__Directives__
• a. From the retirement farm interview, extract the passage starting with "Thursday, 15 March" and going on through "Madden’s retirement facility.".
• b. List every horse the retirement farm interview names as enjoying retirement at the Maddens' farm.
• c. Say whether each statement agrees with the retirement farm interview, and quote the words that decide it: (i) The Maddens bought their farm in 1988. (ii) The sixty horses are split into three groups. (iii) In summer the horses are given only grass to eat.

══ Page text ══

Thursday, 15 March 2018
Interview

Authentic, Simon, Cortes, Via Volo and HH Carlos: They are just some of the super stars enjoying their retirement at Beezie and John Madden’s farm in Cazenovia, New York. “Every horse is the same though, famous or not,” John Madden says about the lucky inhabitants at the Madden’s retirement facility.

Nothing has been left to coincidence for the retirees at Madden’s farm. A lot of thought, research and experimenting has been put into what the Maddens today can offer to those horses that are finished with their sports career.

“We bought the farm here in 1988,” John tells. “Back then we had a couple of fields, and a few sheds for shelter outside – and a capacity for about ten horses. After a while when planning to expand, we started experimenting: How many horses are ideal in one herd, how big should the fields be for each herd, how long should the horses be in one field before changing to another, what fencing is the best, what buildings are ideal and so on. We studied different breeding farms, looked to what they did – and improved our own facilities accordingly. In our next phase, we expanded our capacity to twenty horses.”

“In our latest phase, we have added another 120 acres, which means each horse there has two acres each to move on. Our capacity is sixty horses, and we have divided them into four groups with fifteen in each group which works very well,” Madden explains.

The retirement program all started out of the Madden’s own philosophy of giving back to their horses. “We have been blessed and lucky to have some really good horses, as well as very good owners, throughout life,” John says. “Together with our owners and those that work with us, we always believed in giving back to the horses after their sports career came to an end. We believe that the horses deserve love and respect, especially after they have given us as much as our horses have,” John explains.

“We did not want our horses to live their retirement in their boxes. During their sports career, we do everything we can to duplicate what the horses have in nature to make their life as healthy as possible and so we want them to live a very healthy and happy life after they retire too. Horses are herd animals, and hard wired – together with other horses they find love, comfort and calmness. It is natural for them, outside they move and eat all day long – just as in nature,” John says. 

Transitioning from a sports career to retired life outside in a herd might sound tough, but as Madden explains that is mostly not the case at all. “The sport horses adjust very easy to their new life. It is not difficult for them at all,” John tells. “There are a few things you have to take care of though. The most important thing in the beginning is to take care of their feet. When we take their shoes off for the first time, we give them a kind of half-shoe made of rubber that we call ‘flip-flops’ to make the transitioning less hard on the feet. After a while we take it off completely so the horses are barefoot, but it is very important to follow up on this with a good farrier. Secondly, we make sure to put compatible horses together in one herd and of course to introduce them to grass slowly. For the winter, they of course have to grow hair to keep warm but that does not take long.”

“The first one to two weeks are the most difficult for the horses, after four to six weeks they are normally completely adjusted and if you try to take them in on their own they usually get upset. They love it outside!” John says.

The Maddens also take good care that the horses have fresh fields all year around. “During the hard times of summer, we switch the different herds around. Usually they spend a couple weeks in one field before being moved to a new one. This way you keep perfect grass for the horses. Even in summer we feed hay next to the grass, so that the horses have a choice of what they would like to eat.”

═══
══ Dataset content ══

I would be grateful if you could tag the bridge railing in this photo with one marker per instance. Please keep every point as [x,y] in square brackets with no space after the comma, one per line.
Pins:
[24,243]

═══

__Solutions for each task__
• a.
Thursday, 15 March 2018
Interview

Authentic, Simon, Cortes, Via Volo and HH Carlos: They are just some of the super stars enjoying their retirement at Beezie and John Madden’s farm in Cazenovia, New York. “Every horse is the same though, famous or not,” John Madden says about the lucky inhabitants at the Madden’s retirement facility.

• b. Authentic, Simon, Cortes, Via Volo, HH Carlos

• c.
(i) Yes: "We bought the farm here in 1988"
(ii) No: "we have divided them into four groups with fifteen in each group"
(iii) No: "Even in summer we feed hay next to the grass"